Material shown:

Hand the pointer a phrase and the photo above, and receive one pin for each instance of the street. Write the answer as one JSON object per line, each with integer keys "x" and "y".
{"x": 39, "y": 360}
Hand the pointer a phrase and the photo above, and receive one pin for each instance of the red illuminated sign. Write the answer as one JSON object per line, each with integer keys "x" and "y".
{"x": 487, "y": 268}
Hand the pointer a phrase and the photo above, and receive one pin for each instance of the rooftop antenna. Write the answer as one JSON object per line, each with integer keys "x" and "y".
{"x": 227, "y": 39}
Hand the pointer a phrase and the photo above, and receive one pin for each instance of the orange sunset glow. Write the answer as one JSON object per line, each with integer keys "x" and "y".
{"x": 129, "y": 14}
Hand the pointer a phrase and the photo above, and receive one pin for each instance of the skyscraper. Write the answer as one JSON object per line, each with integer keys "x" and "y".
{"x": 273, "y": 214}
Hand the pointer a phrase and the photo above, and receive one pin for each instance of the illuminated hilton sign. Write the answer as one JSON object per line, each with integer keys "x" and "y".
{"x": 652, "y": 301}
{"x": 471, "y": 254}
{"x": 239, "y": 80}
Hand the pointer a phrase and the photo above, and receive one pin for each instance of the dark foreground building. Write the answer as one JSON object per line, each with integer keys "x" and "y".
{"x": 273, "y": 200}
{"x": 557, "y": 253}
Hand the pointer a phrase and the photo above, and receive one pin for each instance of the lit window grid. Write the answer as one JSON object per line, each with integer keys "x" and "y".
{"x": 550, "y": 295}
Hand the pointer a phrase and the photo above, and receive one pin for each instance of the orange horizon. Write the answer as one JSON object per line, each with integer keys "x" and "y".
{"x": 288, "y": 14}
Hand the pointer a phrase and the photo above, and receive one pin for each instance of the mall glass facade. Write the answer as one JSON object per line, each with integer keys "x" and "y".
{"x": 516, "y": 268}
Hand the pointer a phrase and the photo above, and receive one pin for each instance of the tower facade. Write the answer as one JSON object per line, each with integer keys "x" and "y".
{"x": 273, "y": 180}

Exercise goal:
Render every line of the listing above as a JSON list of strings, one string per line, with blank lines omitted.

Result below:
[
  "Hand the pointer a phrase and the photo above, and receive one pin for each instance of the street. Write the answer as one JSON object per line, each with integer keys \"x\" and \"y\".",
  "{\"x\": 39, \"y\": 360}",
  "Hand the pointer a phrase and the photo above, and receive one pin for each instance of the red illuminated sign. Write the answer as one JSON object per line, each with integer keys \"x\" and \"y\".",
  "{\"x\": 487, \"y\": 268}",
  "Hand the pointer a phrase and the photo above, and receive one pin for each instance of the rooftop antenna. Write the answer as one JSON object per line, each with integer keys \"x\" and \"y\".",
  "{\"x\": 227, \"y\": 39}",
  "Hand the pointer a phrase and the photo above, and receive one pin for each instance of the orange sunset glow. Write the answer as one JSON object per line, each with integer keys \"x\" and \"y\".",
  "{\"x\": 129, \"y\": 14}",
  "Hand the pointer a phrase and the photo above, and receive one pin for each instance of the skyscraper. Write the answer as one JSON object per line, each with integer keys \"x\" and \"y\".",
  "{\"x\": 273, \"y\": 214}",
  "Hand the pointer a phrase and the photo above, and receive one pin for each instance of the illuminated hilton sign. Write the answer as one JSON object per line, each with integer keys \"x\" and \"y\".",
  "{\"x\": 652, \"y\": 301}",
  "{\"x\": 471, \"y\": 254}",
  "{\"x\": 239, \"y\": 80}",
  "Hand the pointer a phrase and the photo above, and receive one pin for each instance of the dark foreground building. Write the answer as one JSON object per line, each with integer keys \"x\" and \"y\".",
  "{\"x\": 273, \"y\": 200}",
  "{\"x\": 557, \"y\": 253}",
  "Hand the pointer a phrase and the photo above, and receive one pin for each instance of the lit window grid. Write the answer as one JSON object per line, each with integer keys \"x\" and \"y\".",
  "{\"x\": 550, \"y\": 295}",
  "Hand the pointer a phrase and the photo above, and receive one pin for each instance of the orange horizon. Write the answer as one JSON object per line, each with integer keys \"x\" and \"y\".",
  "{\"x\": 288, \"y\": 14}",
  "Hand the pointer a phrase and the photo above, and receive one pin for each instance of the mall glass facade. Write the answer as one JSON object per line, each with integer keys \"x\" and \"y\".",
  "{\"x\": 516, \"y\": 268}",
  "Hand the pointer a phrase and the photo above, and receive one pin for each instance of the tower facade. Write the answer as one JSON object per line, each with integer keys \"x\" and \"y\".",
  "{\"x\": 273, \"y\": 180}"
]